I ran across a practical example of algorithm analysis when I wrote a method that generates unique random values inside a provided range. Figured I would share it...
The code in this article was included in my https://github.com/ZacharyPatten/Towel project. Please check it out if you want to see more code like it. :)
Note: all code examples are in C#.
Introduction
When you want to generate unique random numbers, there are two approaches you can take: 1) you can track the remaining possible values of generation or 2) you can track the values that have already been randomly selected. For variables/parameters, let count
be the number of values to generate, minValue
be the inclusive lower bound of generation, and maxValue
be the exclusive upper bound of generation.
Algorithm #1/A
After a bit of googling, option #1 seems to be more common. You often see people throw all the possible values into an array/list and remove a randomly generated index. Here is an implementation of that algorithm:
public static IEnumerable<int> NextUniqueA(this Random random, int count, int minValue, int maxValue)
{
// Algorithm A: Θ(range + count)
int pool = maxValue - minValue;
int[] array = new int[pool];
for (int i = 0, j = minValue; j < maxValue; i++, j++) // Θ(range)
array[i] = j;
for (int i = 0; i < count; i++) // Θ(count)
{
int rollIndex = random.Next(0, pool);
int roll = array[rollIndex];
array[rollIndex] = array[--pool];
yield return roll;
}
}
Algorithm #2/B
Now, here is what option #2 can look like. For this implementation, I use a linked list to store all the values that have already been generated in sorted order:
public static IEnumerable<int> NextUniqueB(this Random random, int count, int minValue, int maxValue)
{
// Algorithm B: O(.5*count^2), Ω(count), ε(.5*count^2)
Node head = null;
for (int i = 0; i < count; i++) // Θ(count)
{
int roll = random.Next(minValue, maxValue - i);
Node node = head;
Node previous = null;
while (!(node is null)) // O(count / 2), Ω(0), ε(count / 2)
{
if (node.Value > roll)
break;
roll++;
previous = node;
node = node.Next;
}
yield return roll;
if (previous is null)
head = new Node() { Value = roll, Next = head, };
else
previous.Next = new Node() { Value = roll, Next = previous.Next };
}
}
internal class Node
{
internal int Value;
internal Node Next;
}
Analyzing Algorithm Complexities
These two implementations have different runtime algorithm complexities. The #1/A option has a runtime complexity of Θ(range + count)

-- -- --

### WHAT THE TASK REQUIRES:
Can you repeat, word for word, the part of the article on generating unique random numbers starting with "I ran across" and going on through "examples are in C#."?

### SUPPLIED INFORMATION:
-- -- --

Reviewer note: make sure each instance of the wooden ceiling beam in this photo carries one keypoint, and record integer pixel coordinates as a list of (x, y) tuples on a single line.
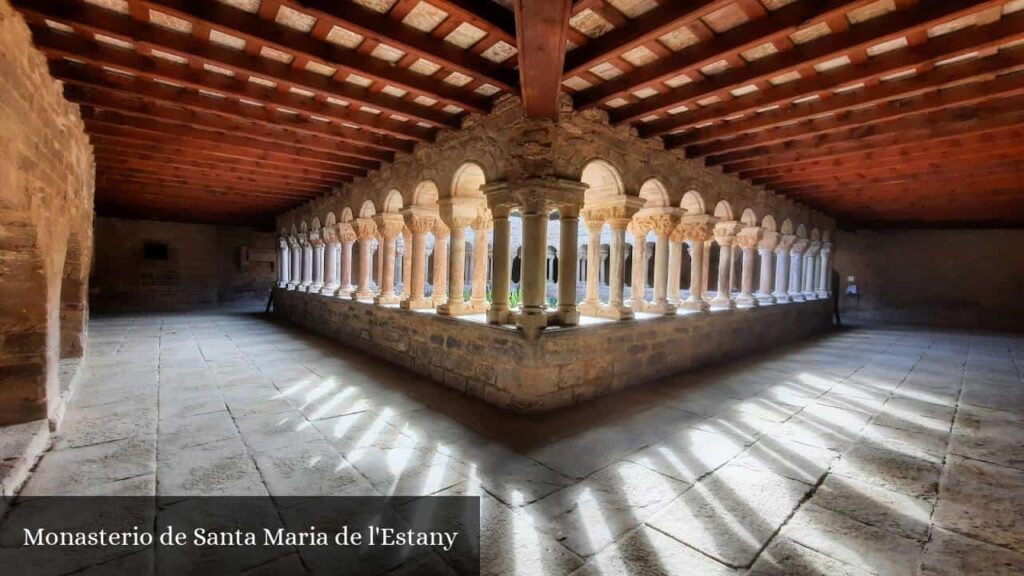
[(945, 122), (92, 19), (922, 111), (944, 47), (186, 135), (215, 114), (890, 147), (542, 27), (782, 22), (884, 28), (885, 92), (252, 28), (382, 29), (115, 135), (177, 156), (55, 44)]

-- -- --

### EXERCISE ANSWER:
I ran across a practical example of algorithm analysis when I wrote a method that generates unique random values inside a provided range. Figured I would share it...
The code in this article was included in my https://github.com/ZacharyPatten/Towel project. Please check it out if you want to see more code like it. :)
Note: all code examples are in C#.